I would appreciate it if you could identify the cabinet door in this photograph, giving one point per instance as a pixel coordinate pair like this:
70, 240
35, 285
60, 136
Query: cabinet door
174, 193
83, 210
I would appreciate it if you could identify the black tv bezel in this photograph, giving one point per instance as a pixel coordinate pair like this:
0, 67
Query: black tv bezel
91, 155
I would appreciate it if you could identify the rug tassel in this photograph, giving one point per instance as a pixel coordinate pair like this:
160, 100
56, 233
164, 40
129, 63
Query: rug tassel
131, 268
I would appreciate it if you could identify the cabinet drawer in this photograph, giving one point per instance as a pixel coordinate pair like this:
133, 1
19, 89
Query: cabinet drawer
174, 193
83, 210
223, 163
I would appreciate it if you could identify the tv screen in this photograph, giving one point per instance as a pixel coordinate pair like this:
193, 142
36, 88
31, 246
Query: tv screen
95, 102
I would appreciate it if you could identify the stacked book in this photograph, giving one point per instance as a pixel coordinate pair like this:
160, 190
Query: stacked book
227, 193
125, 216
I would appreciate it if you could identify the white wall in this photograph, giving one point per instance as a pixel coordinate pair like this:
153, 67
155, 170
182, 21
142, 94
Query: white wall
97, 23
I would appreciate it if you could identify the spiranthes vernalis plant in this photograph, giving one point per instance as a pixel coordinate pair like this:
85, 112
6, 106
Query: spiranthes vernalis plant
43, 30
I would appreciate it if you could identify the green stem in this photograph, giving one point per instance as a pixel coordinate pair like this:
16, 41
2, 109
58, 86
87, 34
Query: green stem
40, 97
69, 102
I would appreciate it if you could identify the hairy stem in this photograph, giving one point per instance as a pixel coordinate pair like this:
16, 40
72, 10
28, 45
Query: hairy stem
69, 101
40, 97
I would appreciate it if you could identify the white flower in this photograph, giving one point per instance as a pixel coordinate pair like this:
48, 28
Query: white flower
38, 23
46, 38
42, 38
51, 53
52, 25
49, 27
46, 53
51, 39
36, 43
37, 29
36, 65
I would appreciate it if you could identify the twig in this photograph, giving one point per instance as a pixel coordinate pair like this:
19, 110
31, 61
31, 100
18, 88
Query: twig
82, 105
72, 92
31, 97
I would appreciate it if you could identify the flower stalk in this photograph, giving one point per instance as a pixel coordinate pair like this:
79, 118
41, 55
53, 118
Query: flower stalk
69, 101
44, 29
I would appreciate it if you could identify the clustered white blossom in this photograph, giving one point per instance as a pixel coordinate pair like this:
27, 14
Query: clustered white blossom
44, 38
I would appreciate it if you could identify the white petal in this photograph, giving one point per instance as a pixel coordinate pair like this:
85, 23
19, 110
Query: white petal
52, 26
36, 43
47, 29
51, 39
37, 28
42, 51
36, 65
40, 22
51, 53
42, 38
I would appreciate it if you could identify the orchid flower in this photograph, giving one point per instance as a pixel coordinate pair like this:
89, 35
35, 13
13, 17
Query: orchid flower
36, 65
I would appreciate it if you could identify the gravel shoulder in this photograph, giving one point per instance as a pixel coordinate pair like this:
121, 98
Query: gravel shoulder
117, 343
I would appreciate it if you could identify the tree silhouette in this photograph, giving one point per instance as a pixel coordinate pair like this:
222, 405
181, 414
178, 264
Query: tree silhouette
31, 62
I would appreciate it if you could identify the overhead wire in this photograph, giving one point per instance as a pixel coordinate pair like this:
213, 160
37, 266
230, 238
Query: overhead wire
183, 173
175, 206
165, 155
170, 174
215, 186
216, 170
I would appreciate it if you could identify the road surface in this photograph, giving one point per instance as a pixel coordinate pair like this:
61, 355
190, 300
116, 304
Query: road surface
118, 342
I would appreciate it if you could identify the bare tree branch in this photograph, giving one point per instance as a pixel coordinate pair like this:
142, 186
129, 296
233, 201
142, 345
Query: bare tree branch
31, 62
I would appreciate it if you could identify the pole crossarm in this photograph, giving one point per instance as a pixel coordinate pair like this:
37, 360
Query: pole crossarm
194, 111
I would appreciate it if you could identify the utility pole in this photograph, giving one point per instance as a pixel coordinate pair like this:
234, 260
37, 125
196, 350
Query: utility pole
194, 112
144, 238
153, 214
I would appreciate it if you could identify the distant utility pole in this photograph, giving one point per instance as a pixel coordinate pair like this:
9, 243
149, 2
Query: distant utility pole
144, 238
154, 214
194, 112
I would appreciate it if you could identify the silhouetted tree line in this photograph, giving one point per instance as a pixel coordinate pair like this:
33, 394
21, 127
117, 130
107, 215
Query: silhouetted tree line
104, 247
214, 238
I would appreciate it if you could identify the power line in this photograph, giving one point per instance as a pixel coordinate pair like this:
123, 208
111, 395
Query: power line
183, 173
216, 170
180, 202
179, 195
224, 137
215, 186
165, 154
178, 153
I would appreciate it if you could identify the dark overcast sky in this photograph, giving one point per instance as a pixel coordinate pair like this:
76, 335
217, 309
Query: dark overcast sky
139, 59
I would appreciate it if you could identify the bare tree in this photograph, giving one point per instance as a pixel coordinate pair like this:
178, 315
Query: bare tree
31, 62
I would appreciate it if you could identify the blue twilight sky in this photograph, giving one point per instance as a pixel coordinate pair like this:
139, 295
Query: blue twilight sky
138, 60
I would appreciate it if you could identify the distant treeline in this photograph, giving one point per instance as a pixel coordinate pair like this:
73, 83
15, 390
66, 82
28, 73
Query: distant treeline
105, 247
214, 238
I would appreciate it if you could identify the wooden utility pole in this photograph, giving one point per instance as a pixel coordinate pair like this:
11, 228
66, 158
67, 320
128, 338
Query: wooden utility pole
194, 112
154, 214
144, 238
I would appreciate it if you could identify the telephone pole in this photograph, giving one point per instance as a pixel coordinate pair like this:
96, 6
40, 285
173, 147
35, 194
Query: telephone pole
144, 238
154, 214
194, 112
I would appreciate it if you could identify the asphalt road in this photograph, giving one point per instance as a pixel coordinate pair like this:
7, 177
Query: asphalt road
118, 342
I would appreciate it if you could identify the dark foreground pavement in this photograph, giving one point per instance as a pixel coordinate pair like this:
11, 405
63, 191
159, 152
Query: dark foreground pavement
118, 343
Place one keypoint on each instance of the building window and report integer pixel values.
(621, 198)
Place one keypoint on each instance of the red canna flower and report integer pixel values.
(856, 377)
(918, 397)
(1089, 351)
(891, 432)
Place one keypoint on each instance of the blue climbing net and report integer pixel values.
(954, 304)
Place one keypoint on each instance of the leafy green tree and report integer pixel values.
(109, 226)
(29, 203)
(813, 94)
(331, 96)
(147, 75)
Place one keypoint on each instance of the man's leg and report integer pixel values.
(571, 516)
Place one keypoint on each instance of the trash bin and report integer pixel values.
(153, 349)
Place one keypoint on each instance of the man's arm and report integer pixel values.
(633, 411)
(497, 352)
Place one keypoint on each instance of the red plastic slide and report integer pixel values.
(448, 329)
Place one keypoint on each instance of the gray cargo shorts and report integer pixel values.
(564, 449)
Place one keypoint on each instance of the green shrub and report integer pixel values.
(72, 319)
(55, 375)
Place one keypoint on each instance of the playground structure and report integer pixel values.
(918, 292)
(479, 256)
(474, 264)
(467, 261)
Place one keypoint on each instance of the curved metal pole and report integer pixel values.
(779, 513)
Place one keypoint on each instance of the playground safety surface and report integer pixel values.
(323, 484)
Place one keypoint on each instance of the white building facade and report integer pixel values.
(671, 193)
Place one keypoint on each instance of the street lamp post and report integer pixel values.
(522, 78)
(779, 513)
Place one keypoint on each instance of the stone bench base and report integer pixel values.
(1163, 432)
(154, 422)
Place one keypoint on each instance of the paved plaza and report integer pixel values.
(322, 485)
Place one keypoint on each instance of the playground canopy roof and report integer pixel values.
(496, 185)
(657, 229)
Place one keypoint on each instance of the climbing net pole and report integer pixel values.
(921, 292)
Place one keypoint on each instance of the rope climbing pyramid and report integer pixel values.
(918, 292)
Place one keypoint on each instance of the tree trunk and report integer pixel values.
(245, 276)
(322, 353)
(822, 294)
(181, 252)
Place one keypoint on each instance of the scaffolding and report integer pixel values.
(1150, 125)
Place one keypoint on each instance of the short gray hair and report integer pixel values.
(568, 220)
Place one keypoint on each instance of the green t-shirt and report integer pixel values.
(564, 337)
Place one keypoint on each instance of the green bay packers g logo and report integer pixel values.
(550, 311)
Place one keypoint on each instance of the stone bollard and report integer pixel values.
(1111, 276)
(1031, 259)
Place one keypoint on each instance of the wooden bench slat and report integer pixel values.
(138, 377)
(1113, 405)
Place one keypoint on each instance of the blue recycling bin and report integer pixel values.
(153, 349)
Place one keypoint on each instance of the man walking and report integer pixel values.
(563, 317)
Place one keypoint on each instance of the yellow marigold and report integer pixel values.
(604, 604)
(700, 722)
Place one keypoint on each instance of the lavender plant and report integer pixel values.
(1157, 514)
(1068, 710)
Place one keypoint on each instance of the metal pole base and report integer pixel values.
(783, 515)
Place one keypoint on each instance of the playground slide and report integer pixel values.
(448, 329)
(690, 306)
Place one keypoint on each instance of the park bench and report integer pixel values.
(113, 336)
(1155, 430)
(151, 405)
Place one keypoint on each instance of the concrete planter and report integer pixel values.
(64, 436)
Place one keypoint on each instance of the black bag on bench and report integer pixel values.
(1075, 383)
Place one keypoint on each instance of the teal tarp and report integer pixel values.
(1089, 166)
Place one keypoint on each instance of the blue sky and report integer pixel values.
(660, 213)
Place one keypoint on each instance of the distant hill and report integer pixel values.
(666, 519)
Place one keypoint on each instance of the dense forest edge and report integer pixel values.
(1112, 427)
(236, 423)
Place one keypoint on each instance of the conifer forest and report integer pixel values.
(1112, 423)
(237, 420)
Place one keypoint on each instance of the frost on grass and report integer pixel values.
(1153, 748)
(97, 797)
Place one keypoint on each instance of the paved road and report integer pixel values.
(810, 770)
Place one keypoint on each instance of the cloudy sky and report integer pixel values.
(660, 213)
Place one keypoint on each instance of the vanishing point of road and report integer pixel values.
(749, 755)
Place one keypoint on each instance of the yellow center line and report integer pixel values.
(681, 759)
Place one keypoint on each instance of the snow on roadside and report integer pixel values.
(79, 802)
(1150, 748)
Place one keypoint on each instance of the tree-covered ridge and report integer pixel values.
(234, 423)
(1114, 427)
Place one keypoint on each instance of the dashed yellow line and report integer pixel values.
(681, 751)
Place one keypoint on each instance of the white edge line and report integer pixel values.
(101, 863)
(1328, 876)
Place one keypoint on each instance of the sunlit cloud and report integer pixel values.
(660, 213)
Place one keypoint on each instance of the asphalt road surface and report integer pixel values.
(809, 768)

__What is being asked__
Output, please, only the lines running from the start of the entries through the line that contains "I would appreciate it if you could identify the white wall", including both of those lines.

__Exercise solution__
I would appreciate it if you could identify the cabinet door in this photograph, giving one point per instance as a pixel coordinate pair like this:
70, 240
35, 285
60, 136
Query: cabinet door
174, 193
83, 210
I would appreciate it if you could identify the black tv bezel in this photograph, giving one point per instance as a pixel coordinate pair like this:
0, 67
Query: black tv bezel
91, 155
I would appreciate it if you could identify the rug tassel in this photograph, giving one point per instance as a pixel coordinate pair like this:
160, 100
56, 233
164, 40
129, 63
Query: rug tassel
131, 268
I would appreciate it if you could identify the cabinet drawer in this photograph, giving one point per instance as a pixel coordinate pair like this:
133, 1
19, 89
Query: cabinet drawer
174, 193
83, 210
223, 163
I would appreciate it if you could identify the tv screen in this photograph, giving one point per instance as a pixel coordinate pair like this:
193, 142
36, 88
31, 246
Query: tv screen
95, 102
I would appreciate it if you could identify the stacked book in this photograph, giving one point per instance as a pixel coordinate pair like this:
160, 190
Query: stacked book
227, 193
125, 216
I would appreciate it if you could identify the white wall in this photograph, giving one point per instance as a pixel coordinate pair like this:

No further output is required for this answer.